### BRIEF
Retype the entries in full.

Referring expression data
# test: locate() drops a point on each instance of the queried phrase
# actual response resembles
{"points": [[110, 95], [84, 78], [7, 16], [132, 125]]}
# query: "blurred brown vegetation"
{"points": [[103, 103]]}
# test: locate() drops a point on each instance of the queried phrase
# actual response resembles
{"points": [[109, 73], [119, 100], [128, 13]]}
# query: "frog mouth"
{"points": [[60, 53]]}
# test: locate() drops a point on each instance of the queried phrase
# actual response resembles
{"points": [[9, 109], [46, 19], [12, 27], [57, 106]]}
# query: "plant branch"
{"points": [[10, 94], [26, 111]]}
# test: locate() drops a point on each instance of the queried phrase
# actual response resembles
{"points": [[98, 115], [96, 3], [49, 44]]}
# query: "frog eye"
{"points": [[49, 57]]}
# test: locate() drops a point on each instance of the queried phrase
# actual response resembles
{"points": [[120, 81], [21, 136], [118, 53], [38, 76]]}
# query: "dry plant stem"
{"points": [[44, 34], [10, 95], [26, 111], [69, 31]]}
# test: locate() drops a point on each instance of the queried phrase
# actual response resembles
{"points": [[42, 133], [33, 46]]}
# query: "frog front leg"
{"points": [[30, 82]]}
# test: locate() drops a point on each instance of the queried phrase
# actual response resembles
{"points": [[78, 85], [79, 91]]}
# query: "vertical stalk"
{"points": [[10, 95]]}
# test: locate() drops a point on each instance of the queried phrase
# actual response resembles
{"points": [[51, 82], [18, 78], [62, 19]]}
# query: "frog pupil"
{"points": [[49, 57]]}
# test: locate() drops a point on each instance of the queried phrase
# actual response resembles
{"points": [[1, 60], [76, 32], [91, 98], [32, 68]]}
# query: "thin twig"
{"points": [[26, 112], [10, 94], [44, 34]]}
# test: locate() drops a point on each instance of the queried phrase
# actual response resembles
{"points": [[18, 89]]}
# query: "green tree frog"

### REPLY TO THE EXERCISE
# test: locate() drops a point on each instance of the queried phrase
# actual response resembles
{"points": [[110, 95], [84, 78], [7, 16], [132, 125]]}
# query: "blurred brown vegetation"
{"points": [[103, 103]]}
# test: locate() drops a point on each instance of the queried phrase
# actual response resembles
{"points": [[109, 73], [119, 100], [128, 13]]}
# query: "frog mouth"
{"points": [[60, 53]]}
# test: locate() drops a point on each instance of the queried phrase
# actual response resembles
{"points": [[9, 109], [46, 19], [12, 27], [57, 106]]}
# query: "plant branch"
{"points": [[10, 94], [26, 111]]}
# test: locate() drops a point on each instance of the queried phrase
# actual response resembles
{"points": [[98, 115], [96, 3], [49, 44]]}
# query: "frog eye"
{"points": [[49, 57]]}
# test: locate() drops a point on each instance of the queried phrase
# actual response resembles
{"points": [[120, 81], [21, 136], [118, 53], [38, 76]]}
# query: "dry plant stem"
{"points": [[44, 34], [10, 95], [26, 111], [69, 31]]}
# test: locate() drops a point on each instance of the queried phrase
# actual response resembles
{"points": [[42, 133], [33, 46]]}
# query: "frog front leg"
{"points": [[30, 82]]}
# test: locate() drops a point on each instance of the queried phrase
# actual response resembles
{"points": [[78, 85], [79, 91]]}
# query: "vertical stalk"
{"points": [[10, 95]]}
# test: locate() drops a point on each instance of the queried phrase
# actual response resembles
{"points": [[51, 82], [18, 78], [62, 19]]}
# query: "frog pupil"
{"points": [[49, 57]]}
# test: locate() drops a point on each instance of the queried phrase
# actual response resembles
{"points": [[1, 60], [76, 32], [91, 98], [32, 68]]}
# query: "thin twig"
{"points": [[26, 112], [10, 94], [44, 34]]}
# test: locate() drops a point on each instance of the queried phrase
# actual response resembles
{"points": [[18, 89]]}
# query: "green tree frog"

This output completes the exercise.